Sağlanan metin ->
6098 s. Türk Borçlar Kanunu’nda (TBK) sadakat ve özen borcu, vekilin vekil edene karşı en önde gelen borcu kabul edilmiş ve 506. maddesinde (818 s. Borçlar Kanunu’nun 390.) maddesinde aynen; “Vekil, vekâlet borcunu bizzat ifa etmekle yükümlüdür. Ancak vekile yetki verildiği veya durumun zorunlu ya da teamülün mümkün kıldığı hâllerde vekil, işi başkasına yaptırabilir.
Vekil üstlendiği iş ve hizmetleri, vekâlet verenin haklı menfaatlerini gözeterek, sadakat ve özenle yürütmekle yükümlüdür.
Vekilin özen borcundan doğan sorumluluğunun belirlenmesinde, benzer alanda iş ve hizmetleri üstlenen basiretli bir vekilin göstermesi gereken davranış esas alınır.” hükmüne yer verilmiştir. Bu itibarla vekil, vekil edenin yararına ve iradesine uygun hareket etme, onu zararlandırıcı davranışlardan kaçınma yükümlülüğü altındadır. Vekâletin kapsamı, sözleşmede açıkça gösterilmemişse, görülecek işin niteliğine göre belirlenir. (TBK’nın 504/1) Sözleşmede vekaletin nasıl yerine getirileceği hakkında açık bir hüküm bulunmasa veya yapılan işlem dış temsil yetkisinin sınırları içerisinde kalsa dahi vekilin bu yükümlülüğü daima mevcuttur. Hatta malik tarafından vekilin bir taşınmazın satışında, dilediği bedelle dilediği kimseye satış yapabileceği şeklinde yetkili kılınması, satacağı kimseyi dahi belirtmesi, ona dürüstlük kuralını, sadakat ve özen borcunu göz ardı etmek suretiyle, makul sayılacak ölçüler dışına çıkarak satış yapma hakkını vermez. Vekil edenin yararı ile bağdaşmayacak bir eylem veya işlem yapan vekil değinilen maddenin son fıkrası uyarınca sorumlu olur. Bu sorumluluk BK’de daha hafif olan işçinin sorumluluğuna kıyasen belirlenirken, TBK’de benzer alanda iş ve hizmetleri üslenen basiretli bir vekilin sorumluluğu esas alınarak daha da ağırlaştırılmıştır.

Bir veri bloğu
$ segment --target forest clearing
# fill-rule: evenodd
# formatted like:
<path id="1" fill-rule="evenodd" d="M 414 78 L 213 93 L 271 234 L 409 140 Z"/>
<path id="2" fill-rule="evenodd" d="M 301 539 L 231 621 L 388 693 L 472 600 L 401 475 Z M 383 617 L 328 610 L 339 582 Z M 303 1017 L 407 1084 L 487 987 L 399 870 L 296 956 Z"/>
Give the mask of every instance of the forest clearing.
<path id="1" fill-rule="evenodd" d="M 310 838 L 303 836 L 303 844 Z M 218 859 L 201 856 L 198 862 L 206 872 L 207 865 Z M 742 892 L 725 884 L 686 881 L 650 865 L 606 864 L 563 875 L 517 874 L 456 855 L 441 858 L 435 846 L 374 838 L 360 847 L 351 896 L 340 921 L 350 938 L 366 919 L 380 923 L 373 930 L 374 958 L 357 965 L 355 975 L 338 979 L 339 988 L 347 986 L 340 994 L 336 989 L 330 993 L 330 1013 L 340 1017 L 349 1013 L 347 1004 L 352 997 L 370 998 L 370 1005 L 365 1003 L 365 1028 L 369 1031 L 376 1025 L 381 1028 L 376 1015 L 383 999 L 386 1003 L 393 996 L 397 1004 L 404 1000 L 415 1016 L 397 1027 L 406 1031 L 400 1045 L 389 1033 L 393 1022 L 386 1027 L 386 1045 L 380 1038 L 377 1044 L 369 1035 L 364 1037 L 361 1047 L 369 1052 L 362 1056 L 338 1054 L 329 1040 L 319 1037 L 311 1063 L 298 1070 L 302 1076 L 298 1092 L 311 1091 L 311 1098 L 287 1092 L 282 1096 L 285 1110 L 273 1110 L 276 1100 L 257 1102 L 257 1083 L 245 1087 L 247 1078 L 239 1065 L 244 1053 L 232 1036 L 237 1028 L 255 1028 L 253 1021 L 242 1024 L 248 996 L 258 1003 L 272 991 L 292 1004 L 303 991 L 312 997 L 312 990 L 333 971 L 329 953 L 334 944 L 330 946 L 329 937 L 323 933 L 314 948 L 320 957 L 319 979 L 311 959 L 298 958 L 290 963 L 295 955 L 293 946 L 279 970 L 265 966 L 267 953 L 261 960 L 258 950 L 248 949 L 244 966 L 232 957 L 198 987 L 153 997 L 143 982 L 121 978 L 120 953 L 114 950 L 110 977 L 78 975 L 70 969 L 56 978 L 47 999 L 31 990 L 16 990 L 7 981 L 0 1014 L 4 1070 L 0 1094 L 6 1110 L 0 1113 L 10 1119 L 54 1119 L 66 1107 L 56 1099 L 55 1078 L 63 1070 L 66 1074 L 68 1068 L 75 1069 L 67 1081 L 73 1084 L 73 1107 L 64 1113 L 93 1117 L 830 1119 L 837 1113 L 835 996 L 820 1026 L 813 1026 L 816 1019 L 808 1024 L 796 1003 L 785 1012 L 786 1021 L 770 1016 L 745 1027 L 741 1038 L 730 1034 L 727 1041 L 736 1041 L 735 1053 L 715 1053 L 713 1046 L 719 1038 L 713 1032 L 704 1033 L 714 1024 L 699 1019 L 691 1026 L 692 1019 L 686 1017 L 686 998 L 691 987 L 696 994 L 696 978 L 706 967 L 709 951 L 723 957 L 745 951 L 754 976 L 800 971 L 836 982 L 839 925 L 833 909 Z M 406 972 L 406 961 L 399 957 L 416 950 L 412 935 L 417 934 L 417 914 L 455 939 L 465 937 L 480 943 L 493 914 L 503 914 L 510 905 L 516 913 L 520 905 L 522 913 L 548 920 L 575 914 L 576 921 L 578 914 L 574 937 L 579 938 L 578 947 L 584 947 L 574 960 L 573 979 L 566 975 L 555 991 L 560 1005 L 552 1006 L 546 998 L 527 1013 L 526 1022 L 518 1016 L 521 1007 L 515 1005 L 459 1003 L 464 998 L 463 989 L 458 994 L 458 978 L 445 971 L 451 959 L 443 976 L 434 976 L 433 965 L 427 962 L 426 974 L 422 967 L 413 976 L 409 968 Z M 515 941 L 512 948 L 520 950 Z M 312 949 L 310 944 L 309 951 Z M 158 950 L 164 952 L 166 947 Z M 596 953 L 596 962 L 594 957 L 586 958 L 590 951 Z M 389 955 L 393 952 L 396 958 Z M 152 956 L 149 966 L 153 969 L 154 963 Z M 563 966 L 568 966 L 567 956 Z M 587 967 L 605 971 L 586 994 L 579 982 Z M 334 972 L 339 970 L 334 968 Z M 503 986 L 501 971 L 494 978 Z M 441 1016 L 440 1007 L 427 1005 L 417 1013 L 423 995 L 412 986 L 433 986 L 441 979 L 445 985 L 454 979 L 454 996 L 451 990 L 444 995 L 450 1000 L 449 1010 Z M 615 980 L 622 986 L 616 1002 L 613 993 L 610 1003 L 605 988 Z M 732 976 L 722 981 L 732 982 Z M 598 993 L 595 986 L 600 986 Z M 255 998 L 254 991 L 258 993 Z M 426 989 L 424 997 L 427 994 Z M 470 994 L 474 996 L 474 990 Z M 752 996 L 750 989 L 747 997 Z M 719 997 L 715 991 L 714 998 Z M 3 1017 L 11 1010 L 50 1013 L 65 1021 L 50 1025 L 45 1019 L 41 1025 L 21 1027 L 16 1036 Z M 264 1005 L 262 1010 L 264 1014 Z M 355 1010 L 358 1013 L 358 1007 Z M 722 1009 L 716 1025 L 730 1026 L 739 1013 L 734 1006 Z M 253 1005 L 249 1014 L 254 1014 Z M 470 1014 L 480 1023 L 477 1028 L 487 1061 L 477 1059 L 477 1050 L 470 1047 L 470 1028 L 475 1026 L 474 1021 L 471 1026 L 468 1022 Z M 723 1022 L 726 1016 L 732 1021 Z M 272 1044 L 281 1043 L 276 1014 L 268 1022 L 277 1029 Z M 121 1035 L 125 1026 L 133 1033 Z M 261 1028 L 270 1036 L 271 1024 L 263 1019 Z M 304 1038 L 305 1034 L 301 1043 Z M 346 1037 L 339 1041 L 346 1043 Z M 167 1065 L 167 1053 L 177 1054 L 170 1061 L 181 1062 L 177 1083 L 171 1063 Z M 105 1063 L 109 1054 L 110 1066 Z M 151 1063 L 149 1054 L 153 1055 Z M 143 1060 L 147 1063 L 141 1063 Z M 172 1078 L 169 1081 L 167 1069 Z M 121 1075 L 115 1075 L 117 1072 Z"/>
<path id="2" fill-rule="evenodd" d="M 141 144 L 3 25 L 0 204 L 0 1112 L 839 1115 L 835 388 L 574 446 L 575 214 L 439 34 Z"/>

Alıştırma ne istiyor ->
1. Vekâlet metnindeki "Vekil üstlendiği iş ve hizmetleri, vekâlet verenin haklı menfaatlerini gözeterek, sadakat ve özenle yürütmekle yükümlüdür." cümlesini İngilizceye çevirin.
2. Lütfen vekâlet metnine göre şu soruları yanıtlayın:
(a) Vekilin sadakat ve özen borcu Türk Borçlar Kanunu'nun kaçıncı maddesinde düzenlenmiştir?
(b) Vekâletin kapsamı sözleşmede açıkça gösterilmemişse neye göre belirlenir?
(c) TBK'de vekilin sorumluluğu belirlenirken kimin sorumluluğu esas alınır?
3. Vekâlet metninden, "6098 s. Türk" sözlerini içeren yerden başlayıp "özenle yürütmekle yükümlüdür." sözlerinden sonra bitecek kısmı hiçbir değişiklik yapmadan yazıya geçirin.
Buradaki materyalin vekâlet metniyle hiçbir bağlantısı yoktur.

Cevaplar aşağıda ->
1. The agent is obliged to carry out the work and services undertaken with loyalty and care, observing the legitimate interests of the principal.

2.
(a) 506. maddesinde.
(b) Görülecek işin niteliğine göre.
(c) Benzer alanda iş ve hizmetleri üstlenen basiretli bir vekilin sorumluluğu.

3.
6098 s. Türk Borçlar Kanunu’nda (TBK) sadakat ve özen borcu, vekilin vekil edene karşı en önde gelen borcu kabul edilmiş ve 506. maddesinde (818 s. Borçlar Kanunu’nun 390.) maddesinde aynen; “Vekil, vekâlet borcunu bizzat ifa etmekle yükümlüdür. Ancak vekile yetki verildiği veya durumun zorunlu ya da teamülün mümkün kıldığı hâllerde vekil, işi başkasına yaptırabilir.
Vekil üstlendiği iş ve hizmetleri, vekâlet verenin haklı menfaatlerini gözeterek, sadakat ve özenle yürütmekle yükümlüdür.